▶ **Exercise**
In the AW101 text below, which three Osprey radar modes does the crew use at this stage?

▶ **Page text**
Hoisting operations are generally easier and safer with the autopilot in the AW101. The WTR mode and height hold via GPS and IRS is important and reduces pilot workload. Together with the three engines, the crew generally feels safer when executing hoisting operations.

One of the first missions with the AW101 was to rescue four climbers stuck on a mountainside at night. Low clouds made the transit into the area difficult. By using the full capacity of the navigation systems, digital maps, radar and autopilot, we managed to make a safe transit from above the clouds to survivors. The hoisting operation was conducted almost without pilot intervention on the controls because of the accuracy of the hover mode under prevailing wind conditions (calm winds).

“One of the first missions with the AW101 was to rescue four climbers stuck on a mountainside at night.”

Osprey radar

The Osprey radar plays a crucial role in our operations, allowing us to search for and identify small targets over a very wide search area. It effectively gives us two integrated pictures at the same time because we are able to operate two modes simultaneously. This means we can maintain situational awareness while conducting maritime surveillance. It’s a great capability to have.

Having the radar antennas mounted as panels on the side, instead of underneath the fuselage as most 360 radars would be, is a great advantage when landing in confined areas.

For all practical purposes we use three of the modes at this stage: the maritime surveillance (MS), short range awareness (SRA) and small target modes (STM).

MS is used for navigation in open water and when searching for larger targets. SRA is used for coastal and fjord navigation, and search operations. In calm seas, this is a good mode for searching as well, especially when visibility is poor. We use STM for searches when weather is such that we have clouds and difficult visibility conditions to visually avoid conflict with terrain and obstacles.

▶ **Collected data**
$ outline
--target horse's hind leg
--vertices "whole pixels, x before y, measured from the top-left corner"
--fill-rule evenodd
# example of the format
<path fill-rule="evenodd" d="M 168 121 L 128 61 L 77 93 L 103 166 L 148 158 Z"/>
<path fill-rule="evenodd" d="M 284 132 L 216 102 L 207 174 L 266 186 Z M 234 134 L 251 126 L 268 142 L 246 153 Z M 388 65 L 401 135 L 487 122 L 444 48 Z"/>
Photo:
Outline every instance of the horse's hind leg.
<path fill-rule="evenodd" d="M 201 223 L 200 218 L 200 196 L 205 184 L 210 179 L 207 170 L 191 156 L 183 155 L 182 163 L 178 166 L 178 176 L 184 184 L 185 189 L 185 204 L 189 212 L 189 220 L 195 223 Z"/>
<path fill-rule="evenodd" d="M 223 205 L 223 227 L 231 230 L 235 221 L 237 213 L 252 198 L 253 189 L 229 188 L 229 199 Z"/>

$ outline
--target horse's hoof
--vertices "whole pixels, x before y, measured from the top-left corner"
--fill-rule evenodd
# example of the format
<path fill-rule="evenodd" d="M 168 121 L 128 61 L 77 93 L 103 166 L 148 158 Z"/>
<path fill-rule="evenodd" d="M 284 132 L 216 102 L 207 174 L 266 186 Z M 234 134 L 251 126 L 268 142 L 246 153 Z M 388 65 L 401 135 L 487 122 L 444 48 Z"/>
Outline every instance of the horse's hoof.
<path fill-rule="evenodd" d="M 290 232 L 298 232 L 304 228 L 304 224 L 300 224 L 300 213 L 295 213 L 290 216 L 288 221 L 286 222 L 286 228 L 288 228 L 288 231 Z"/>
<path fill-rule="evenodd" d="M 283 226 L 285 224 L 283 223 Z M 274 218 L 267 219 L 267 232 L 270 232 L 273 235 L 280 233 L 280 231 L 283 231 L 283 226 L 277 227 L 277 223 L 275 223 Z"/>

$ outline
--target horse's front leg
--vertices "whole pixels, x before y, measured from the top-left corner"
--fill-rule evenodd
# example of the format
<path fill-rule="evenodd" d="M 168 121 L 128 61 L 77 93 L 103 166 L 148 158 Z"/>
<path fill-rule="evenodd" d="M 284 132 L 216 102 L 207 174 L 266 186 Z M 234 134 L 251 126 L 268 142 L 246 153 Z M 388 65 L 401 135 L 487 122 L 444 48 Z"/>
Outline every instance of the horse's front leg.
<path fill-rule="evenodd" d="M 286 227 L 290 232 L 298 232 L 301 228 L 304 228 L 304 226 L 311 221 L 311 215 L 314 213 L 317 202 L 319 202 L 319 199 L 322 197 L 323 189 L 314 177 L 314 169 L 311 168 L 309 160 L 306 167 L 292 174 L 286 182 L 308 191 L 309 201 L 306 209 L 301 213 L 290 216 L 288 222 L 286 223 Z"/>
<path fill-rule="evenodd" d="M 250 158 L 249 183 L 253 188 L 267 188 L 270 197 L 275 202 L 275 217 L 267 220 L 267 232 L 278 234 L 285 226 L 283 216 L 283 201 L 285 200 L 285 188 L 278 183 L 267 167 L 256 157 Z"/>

▶ **Exercise answer**
Maritime surveillance (MS), short range awareness (SRA) and small target modes (STM).